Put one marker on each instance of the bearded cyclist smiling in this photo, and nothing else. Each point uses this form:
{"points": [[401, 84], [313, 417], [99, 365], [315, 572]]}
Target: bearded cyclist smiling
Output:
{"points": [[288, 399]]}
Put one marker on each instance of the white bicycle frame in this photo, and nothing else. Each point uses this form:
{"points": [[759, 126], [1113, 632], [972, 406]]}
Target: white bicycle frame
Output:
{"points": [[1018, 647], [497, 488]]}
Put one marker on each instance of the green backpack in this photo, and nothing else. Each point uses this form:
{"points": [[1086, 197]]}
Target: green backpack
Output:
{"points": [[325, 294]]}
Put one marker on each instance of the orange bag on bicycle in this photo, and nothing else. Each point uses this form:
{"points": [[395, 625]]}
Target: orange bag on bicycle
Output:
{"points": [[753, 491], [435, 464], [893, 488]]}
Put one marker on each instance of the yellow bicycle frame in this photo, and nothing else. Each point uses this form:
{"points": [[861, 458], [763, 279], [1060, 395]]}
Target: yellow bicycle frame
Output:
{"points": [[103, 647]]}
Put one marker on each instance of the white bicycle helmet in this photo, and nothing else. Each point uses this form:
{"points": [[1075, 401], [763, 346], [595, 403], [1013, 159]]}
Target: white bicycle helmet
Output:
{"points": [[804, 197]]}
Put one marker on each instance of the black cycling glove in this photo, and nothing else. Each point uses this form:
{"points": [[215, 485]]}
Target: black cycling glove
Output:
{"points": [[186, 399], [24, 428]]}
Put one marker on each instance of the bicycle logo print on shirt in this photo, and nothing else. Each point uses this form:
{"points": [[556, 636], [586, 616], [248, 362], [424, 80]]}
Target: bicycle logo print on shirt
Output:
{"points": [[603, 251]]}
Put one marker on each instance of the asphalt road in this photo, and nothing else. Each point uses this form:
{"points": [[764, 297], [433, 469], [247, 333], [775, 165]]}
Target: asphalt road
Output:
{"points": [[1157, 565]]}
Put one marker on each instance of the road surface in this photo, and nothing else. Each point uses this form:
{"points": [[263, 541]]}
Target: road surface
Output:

THE PROBLEM
If a line in the listing contains the string "instance", count it; then give only the number of such lines.

RESPONSE
10